= REQUIREMENTS =
(a) Answer these from the forum post on sharpening MAC knives:
(i) What grit is the DiaSharp stone?
(ii) What is the model number of the 9.5" chef knife?
(iii) Whom does the poster cite as saying the MAC performs better with a double bevel?
(b) Pick up the forum post on sharpening MAC knives after its final sentence and continue writing it.

** start of SUPPLIED TEXT **

# Sharpening and Profiling MAC Knives



## timtro (Jul 3, 2012)

Hi all,

I recently bought a few MAC knives. Now, sharpening will be an issue. I've never sharpened Japanese knives before. I've read plenty of tutorials and watched videos (although if you'd like to recommend your favorites, I'm always interested), but I have some questions.

Equipment I have available:

10" DiaSharp[emoji]174[/emoji] Stone, 220x

10" 600x/1200x DuoSharp[emoji]174[/emoji] Bench Stone

Norton 4000x/8000x Combo. Water Stone

Henckels Honing Steel Rockwell 65

MAC Ceramic honing rod.

The angles on my 9.5" chef (MBK-95) looks asymmetric, but apparently it's supposed to be 10* 50:50? Is that right?

Normally when I sharpen, I try to find the angle at which the knife bites the stone and then simply flatten the bevel at that angle. Should I take that approach if the angle seems messed up on my MAC?

I heard BDL saying that the MAC preforms better with a double bevel, how should I move forward with that? I've never really done a double bevel, aside from thinning and then putting the normal edge on the thinned bevel, which I suppose is sort of a double bevel. Is that something I should work out over the course of a few sharpening sessions, or in a single sitting?

I've also heard BDL say that he would thin the knife along the entire body of the knife. Won't that ruin the finish, or will it polish up nicely on higher grits? Will an 8000 do the trick? Is it as simple as laying the blade flat on the stone and stroking it? I've never heard of thinning in this way. Normally, if I need to think, I would just do something like double bevel (in the sense of 50:50 double bevels, not asymmetry) with a very shallow angle and then a regular 15* angle.

Is there anything I should know about taking my stones to the MAC knives?

** end of SUPPLIED TEXT **
** start of ENTRIES PROVIDED **

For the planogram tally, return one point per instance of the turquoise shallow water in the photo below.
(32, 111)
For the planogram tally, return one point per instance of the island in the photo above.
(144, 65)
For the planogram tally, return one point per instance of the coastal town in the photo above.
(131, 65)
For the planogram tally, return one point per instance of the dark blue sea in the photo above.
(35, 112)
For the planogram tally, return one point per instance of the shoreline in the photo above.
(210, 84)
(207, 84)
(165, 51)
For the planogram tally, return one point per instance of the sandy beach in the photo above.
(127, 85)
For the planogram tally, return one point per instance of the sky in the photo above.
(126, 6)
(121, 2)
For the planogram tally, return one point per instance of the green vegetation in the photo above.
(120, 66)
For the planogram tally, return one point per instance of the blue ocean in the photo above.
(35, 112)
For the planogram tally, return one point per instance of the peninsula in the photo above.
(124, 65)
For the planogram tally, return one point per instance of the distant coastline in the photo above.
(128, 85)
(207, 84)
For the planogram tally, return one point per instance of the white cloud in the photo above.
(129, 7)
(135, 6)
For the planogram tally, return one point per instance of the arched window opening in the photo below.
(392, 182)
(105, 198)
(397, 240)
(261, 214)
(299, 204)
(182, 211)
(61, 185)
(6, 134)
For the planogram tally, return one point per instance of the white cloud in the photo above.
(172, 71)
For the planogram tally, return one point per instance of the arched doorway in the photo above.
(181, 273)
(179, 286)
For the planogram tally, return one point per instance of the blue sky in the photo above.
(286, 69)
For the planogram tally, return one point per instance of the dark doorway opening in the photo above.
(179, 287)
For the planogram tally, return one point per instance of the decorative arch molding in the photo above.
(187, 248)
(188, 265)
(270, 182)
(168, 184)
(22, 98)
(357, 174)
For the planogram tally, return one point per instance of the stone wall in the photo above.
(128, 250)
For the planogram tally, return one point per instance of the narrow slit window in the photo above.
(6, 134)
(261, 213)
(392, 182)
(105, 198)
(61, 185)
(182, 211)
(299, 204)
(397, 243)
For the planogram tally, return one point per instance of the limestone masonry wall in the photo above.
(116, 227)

** end of ENTRIES PROVIDED **

= SET OF ANSWERS =
(a)
(i) 220x
(ii) MBK-95
(iii) BDL

(b)
My JU-65 (a Usuba) has a nice brushed finish above the cutting edge, which seems to reduce drag. Is there any way for me to care for that and maintain it?

Thank you all. Sorry for the naive questions.


----------



## elpelotero (Aug 6, 2012)

I have a Mac petty knife, 6 inches or so, that also was not a true 50/50 out of the box. It looked more like a 70/30. It was extremely sharp. After it lost its edge and I called Mac with questions about how to resharpen, they could not believe me over the phone that the knife did not have a true 50/50 edge.

I've had the knife about 2 years now with occasional use only (it's a petty, after all). It now has taken more of a 50.50 bevel. It's really up to you how to keep it. MAC's are billed as 50/50 though. They sharpen very quickly and hold it for a while just with some honing on the ceramic rod. They have a 15* angle out of the box (confirmed by them on the phone also). They ship them without a micro bevel (double bevel as you said). To sharpen I just find the factory angle and give it a go...I'm sure after a while it will need to be thinned, but I don't think I'm there yet. These knives can get very sharp! So much so that they grab the board with each stroke!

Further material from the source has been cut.